Begin Page text

[EM] Ideas for Schulze tie-breaking
Kristofer Munsterhjelm
km_elmet at t-online.de
Sun Feb 27 06:04:57 PST 2022
Like minmax, Schulze sometimes has a lot of ties, particularly for
elections with few voters. But perhaps this way could work to break ties
in a consistent way:
Let p[A, B] be the strength of the strongest beatpath going from A to B.
Now do ext-Minmax on the p matrix. This is minmax (i.e. A's score is A's
weakest pairwise contest vs B), but ties are broken by looking at second
weakest pairwise contests, third weakest, etc.
Since there always exists a candidate A who is the "Condorcet winner"
according to p, and this is the same as the Schulze winner, and both
Minmax and ext-Minmax pass Condorcet, this method should agree with
Schulze when there are no ties.
But do we lose any criteria from this? I don't know; it's just a thought
that occurred to me as a way to make ext-Minmax more Schulze-like.

End Page text

• _Exercises to complete_:
1. In the Schulze tie-breaking post, how does ext-Minmax break ties between candidates?
2. Pick up the Schulze tie-breaking post after its final sentence and write a short continuation in the same voice.

Begin Raw data

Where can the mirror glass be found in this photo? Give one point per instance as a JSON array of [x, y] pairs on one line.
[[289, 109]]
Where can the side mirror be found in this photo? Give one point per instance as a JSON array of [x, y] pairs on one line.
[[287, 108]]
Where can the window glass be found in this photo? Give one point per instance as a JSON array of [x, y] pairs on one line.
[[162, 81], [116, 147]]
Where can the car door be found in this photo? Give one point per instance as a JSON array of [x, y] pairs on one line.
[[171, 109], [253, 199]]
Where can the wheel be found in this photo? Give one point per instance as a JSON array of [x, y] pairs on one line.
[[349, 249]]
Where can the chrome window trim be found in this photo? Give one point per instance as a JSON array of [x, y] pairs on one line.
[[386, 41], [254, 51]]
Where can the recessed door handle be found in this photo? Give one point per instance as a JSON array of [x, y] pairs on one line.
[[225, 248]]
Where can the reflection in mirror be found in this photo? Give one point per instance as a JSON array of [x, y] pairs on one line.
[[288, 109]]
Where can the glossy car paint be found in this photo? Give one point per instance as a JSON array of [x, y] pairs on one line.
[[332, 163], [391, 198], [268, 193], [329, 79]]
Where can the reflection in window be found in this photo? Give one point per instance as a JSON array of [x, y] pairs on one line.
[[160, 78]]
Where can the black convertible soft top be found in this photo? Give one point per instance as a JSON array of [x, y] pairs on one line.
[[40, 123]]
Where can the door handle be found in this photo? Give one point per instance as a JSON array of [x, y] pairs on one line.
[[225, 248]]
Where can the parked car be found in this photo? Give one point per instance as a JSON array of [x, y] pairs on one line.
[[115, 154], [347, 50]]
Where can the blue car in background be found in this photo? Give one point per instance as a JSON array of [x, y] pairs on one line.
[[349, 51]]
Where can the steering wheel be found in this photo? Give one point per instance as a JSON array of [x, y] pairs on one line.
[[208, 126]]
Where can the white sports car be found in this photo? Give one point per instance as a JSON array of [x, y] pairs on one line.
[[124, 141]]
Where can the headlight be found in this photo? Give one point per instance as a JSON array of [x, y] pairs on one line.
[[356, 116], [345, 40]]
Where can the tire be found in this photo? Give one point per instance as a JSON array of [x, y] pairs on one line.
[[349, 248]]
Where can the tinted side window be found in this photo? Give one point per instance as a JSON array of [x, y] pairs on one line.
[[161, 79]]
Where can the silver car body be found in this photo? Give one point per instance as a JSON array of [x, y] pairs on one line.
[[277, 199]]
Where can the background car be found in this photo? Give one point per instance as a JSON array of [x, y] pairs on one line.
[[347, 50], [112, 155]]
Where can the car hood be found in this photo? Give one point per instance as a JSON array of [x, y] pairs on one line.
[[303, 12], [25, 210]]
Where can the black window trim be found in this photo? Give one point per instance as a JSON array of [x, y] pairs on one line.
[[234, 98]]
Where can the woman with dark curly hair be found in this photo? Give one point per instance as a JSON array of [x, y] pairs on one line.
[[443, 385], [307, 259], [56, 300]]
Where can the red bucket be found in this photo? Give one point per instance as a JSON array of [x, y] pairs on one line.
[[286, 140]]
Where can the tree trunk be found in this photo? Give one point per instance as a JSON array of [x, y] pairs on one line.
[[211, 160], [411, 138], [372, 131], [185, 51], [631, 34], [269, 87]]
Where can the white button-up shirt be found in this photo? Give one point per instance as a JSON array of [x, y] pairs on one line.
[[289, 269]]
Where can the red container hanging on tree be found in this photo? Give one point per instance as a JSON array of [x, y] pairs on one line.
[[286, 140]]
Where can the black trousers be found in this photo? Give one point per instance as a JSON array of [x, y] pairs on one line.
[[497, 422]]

End Raw data

• _Responses_:
1. It looks at the second weakest pairwise contests, then the third weakest, and so on.

2.
Possibly there exist situations where there's a tie according to
Schulze, and this breaks the tie in a way that (say) depends on clones;
but I'm not sure how to construct such an example.
Another possible drawback is that the social order may suffer, because
minmax doesn't pass Condorcet loser. So it might be that the social
ranking is A>B>C>D by Schulze, and this is strict (A has 3 strong
beatpaths, B has 2, C has 1, D has none), but D's weakest beatpath is
stronger than C's; and then the ext-Minmax modification returns a
different social order even though there are no ties at any point.
This might point to the idea being not entirely defensible. One could,
of course, only break the ties that exist by ext-Minmax, but that feels
rather like a hack.
Perhaps it would be doable to augment Floyd-Warshall to maximize the
leximin of the beatpath instead of just its minimum - among the paths
with the strongest weakest link, find the one with the strongest
second-weakest link, etc. Then comparing the full vectors of defeats
along the beatpath thus recovered could resolve ties in a way more
consistent with the Schulze method itself.
I'm still only working by intuition, though; I haven't rigorously
checked any of these ideas.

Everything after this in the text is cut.